Problem statement -
Render every line of the material as a numbered list, skipping blank lines and omitting the pictures.

Material to process -
┌────────

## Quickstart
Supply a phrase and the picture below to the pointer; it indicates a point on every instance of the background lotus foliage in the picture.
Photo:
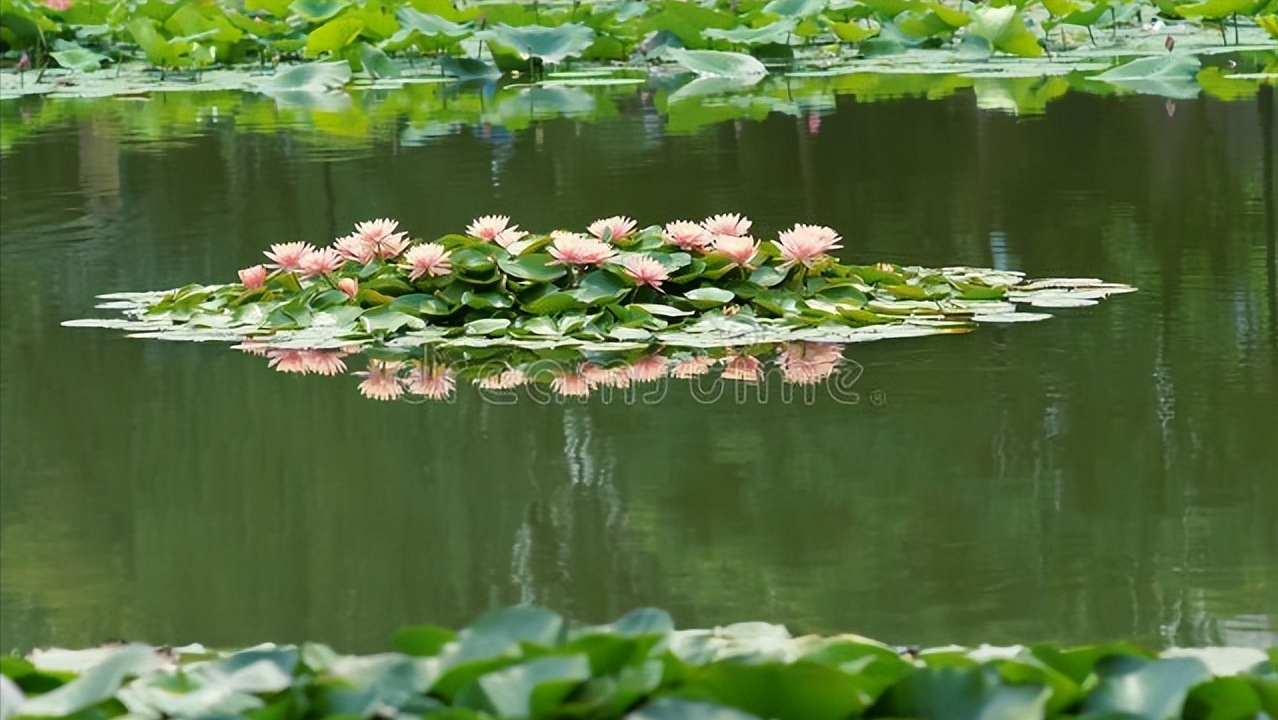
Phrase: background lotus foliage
(528, 663)
(476, 39)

└────────

Right answer -
1. ## Quickstart
2. Supply a phrase and the picture below to the pointer; it indicates a point on every instance of the background lotus foliage in the picture.
3. Photo:
4. Phrase: background lotus foliage
5. (528, 663)
6. (476, 39)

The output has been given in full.